▸ **Exercise description**:
Revise the certificate of amendment from "First: The name" up to and including "September 9, 1997.", and put "October 1, 1997" in place of "September 9, 1997".

▸ **Text to read**:
______
EX-3.3 2 ex3-3.htm EX 3.3
EXHIBIT 3.3
 
CERTIFICATE OF AMENDMENT OF
CERTIFICATE OF INCORPORATION OF
SBE, INC.

 SBE, Inc., a corporation organized and existing under and by virtue of the General Corporation Law of the State of Delaware (the “Corporation”), Does Hereby Certify:
 
First: The name of the Corporation is SBE, Inc.
 
Second: The date on which the Certificate of Incorporation of the Corporation was originally filed with the Secretary of State of the State of Delaware is September 9, 1997.
 
Third: The Board of Directors of the Corporation, acting in accordance with the provisions of Sections 141 and 242 of the General Corporation Law of the State of Delaware, adopted resolutions amending its Certificate of Incorporation as follows:
 
Article IV. A. of the Corporation’s Certificate of Incorporation shall be amended and restated to read in its entirety as follows:
 
“A. This corporation is authorized to issue two classes of stock to be designated, respectively, “Common Stock” and “Preferred Stock.” The total number of shares which the corporation is authorized to issue is Twenty-Seven Million (27,000,000) shares. Twenty-Five Million (25,000,000) shares will be Common Stock, par value $0.001 per share, and Two Million (2,000,000) shares will be Preferred Stock, par value $0.001 per share.”
______
▸ **Information provided**:
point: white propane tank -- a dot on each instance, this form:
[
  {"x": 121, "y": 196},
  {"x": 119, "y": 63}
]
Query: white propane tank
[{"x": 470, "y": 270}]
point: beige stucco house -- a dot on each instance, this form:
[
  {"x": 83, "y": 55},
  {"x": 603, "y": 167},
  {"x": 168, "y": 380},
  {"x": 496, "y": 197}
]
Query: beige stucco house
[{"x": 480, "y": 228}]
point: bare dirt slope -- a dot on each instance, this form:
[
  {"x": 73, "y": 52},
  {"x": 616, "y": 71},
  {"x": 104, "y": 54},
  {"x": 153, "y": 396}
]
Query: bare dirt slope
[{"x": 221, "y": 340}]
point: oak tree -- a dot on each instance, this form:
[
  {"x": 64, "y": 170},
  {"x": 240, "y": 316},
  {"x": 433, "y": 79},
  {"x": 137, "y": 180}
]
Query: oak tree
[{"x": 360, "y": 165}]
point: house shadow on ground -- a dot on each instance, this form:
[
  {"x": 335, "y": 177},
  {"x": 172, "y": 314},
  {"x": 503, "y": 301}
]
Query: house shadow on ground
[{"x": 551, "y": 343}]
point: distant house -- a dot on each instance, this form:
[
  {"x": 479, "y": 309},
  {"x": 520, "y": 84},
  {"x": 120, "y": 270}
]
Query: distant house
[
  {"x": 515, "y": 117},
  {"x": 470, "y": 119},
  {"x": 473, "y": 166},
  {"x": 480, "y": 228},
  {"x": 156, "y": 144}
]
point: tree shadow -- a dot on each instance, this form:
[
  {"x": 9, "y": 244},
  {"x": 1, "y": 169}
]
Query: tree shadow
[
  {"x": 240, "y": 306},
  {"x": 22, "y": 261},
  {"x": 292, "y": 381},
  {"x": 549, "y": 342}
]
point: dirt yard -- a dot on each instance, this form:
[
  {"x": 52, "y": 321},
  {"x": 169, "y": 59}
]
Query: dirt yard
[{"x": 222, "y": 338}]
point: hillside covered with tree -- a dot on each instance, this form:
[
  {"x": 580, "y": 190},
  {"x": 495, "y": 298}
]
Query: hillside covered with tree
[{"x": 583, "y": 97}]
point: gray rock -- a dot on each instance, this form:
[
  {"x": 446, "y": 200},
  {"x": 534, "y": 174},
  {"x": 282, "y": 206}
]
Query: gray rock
______
▸ **Final answer**:
First: The name of the Corporation is SBE, Inc.
 
Second: The date on which the Certificate of Incorporation of the Corporation was originally filed with the Secretary of State of the State of Delaware is October 1, 1997.